I was intrigued by a story about how Artificial Intelligence can assess Russian public opinion — and yes, it sounds like snake oil, but…

It’s called sentiment analysis.

Not sentient — it’s AI and that’s not sentient. Yet.

For the past year, the Center for Strategic and International Studies has worked with FilterLabs.AI, a Massachusetts-based data analytics firm, to track local sentiment across Russia using AI-enabled sentiment analysis. So says the story in Politico.

And that got me wondering. The first obvious question is how in hell can they ‘track local sentiment across Russia’ ?

Sentiment analysis

Sentiment analysis (also known as opinion mining or emotion AI) is the use of natural language processing, text analysis, computational linguistics, and biometrics to systematically identify, extract, quantify, and study affective states and subjective information. (Wikimedia)

When I got my marketing qualifications and worked in the sector too many years ago, the nearest we got to this was focus groups and regular customer opinion surveys. There was no such thing as digital marketing apart from early email campaigns at 4,800 bps.

Things have certainly moved on. And not only in marketing.

Now we have a war underway with drones, cyber and social media in addition to all the usual weapons and tactics…

…and AI, on several fronts.

But the Wikipedia entry for ‘sentiment analysis’ still comes back to questions — and the construction of questions for market/opinion surveys is both an art and a science. Basically, you can get any answers you want if you phrase the question in the right way — and if you choose your respondents.

PROBLEM 1: According to the sentiment analysis article, which firm has the Center for Strategic and International Studies worked with to track local sentiment across Russia?
The sentiment analysis article and the rows that follow it have nothing to do with each other.

EXERCISE MATERIALS:

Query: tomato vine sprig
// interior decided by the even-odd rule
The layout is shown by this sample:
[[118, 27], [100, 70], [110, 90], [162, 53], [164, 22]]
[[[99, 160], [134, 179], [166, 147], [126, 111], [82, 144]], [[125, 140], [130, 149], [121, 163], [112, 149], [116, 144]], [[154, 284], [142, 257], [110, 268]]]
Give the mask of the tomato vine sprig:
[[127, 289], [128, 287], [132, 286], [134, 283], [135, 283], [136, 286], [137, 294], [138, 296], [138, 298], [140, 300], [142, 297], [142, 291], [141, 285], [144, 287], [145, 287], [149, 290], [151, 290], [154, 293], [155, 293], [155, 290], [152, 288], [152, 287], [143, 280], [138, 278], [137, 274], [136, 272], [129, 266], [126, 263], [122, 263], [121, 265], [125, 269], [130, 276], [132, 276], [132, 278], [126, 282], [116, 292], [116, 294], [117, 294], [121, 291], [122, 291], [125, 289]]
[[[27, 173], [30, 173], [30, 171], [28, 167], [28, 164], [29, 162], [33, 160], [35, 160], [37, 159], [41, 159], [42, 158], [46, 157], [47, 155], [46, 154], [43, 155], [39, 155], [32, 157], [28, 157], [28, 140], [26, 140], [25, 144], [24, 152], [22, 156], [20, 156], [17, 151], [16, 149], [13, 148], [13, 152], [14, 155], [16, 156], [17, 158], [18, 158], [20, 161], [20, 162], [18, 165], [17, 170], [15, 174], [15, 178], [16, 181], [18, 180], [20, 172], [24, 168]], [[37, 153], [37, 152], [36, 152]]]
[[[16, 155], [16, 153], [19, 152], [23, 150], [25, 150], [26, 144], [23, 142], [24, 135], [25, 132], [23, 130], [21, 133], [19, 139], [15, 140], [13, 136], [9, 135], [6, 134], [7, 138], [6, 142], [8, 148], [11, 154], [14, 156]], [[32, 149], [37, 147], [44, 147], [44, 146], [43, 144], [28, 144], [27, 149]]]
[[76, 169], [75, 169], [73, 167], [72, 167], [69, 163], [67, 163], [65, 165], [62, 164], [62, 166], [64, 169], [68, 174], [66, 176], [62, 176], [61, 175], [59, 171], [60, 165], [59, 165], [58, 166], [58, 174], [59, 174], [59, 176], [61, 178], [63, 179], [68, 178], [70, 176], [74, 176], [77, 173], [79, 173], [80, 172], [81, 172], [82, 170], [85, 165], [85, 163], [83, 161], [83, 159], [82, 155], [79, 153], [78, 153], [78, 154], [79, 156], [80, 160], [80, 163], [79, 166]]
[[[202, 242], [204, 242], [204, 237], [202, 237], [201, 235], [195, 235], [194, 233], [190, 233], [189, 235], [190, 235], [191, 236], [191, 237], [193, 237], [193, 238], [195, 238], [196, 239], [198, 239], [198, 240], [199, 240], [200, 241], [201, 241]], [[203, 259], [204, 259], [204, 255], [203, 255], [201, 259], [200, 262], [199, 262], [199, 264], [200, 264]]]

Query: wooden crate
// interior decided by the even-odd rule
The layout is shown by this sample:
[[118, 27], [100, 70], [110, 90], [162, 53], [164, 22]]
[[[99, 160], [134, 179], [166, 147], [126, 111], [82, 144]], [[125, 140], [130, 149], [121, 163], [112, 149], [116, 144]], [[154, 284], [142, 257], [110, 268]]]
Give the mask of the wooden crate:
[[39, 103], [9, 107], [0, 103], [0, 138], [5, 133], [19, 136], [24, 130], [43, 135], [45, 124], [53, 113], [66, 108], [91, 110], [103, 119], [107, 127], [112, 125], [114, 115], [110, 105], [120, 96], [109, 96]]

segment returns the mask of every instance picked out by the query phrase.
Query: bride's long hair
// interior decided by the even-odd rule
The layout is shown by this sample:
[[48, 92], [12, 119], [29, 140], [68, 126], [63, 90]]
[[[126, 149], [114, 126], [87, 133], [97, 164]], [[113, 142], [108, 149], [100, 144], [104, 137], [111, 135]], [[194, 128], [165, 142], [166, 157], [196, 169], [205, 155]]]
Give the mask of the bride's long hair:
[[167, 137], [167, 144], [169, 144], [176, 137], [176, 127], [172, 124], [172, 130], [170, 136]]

PROBLEM 2: Rewrite the rows starting at the row that contains "segment returns the" and ending at the last of the rows. Substitute "bride's lace veil" for "bride's long hair" and leave everything else unchanged.

ANSWER 1: FilterLabs.AI, a Massachusetts-based data analytics firm.

ANSWER 2:
segment returns the mask of every instance picked out by the query phrase.
Query: bride's lace veil
// interior decided by the even-odd rule
The layout is shown by this sample:
[[48, 92], [12, 119], [29, 140], [68, 126], [63, 90]]
[[[126, 149], [114, 126], [87, 133], [97, 164]], [[113, 142], [108, 149], [100, 144], [104, 137], [111, 135]], [[194, 128], [165, 142], [166, 157], [196, 169], [205, 155]]]
Give the mask of the bride's lace veil:
[[167, 137], [167, 144], [169, 144], [176, 137], [176, 127], [172, 124], [172, 130], [170, 136]]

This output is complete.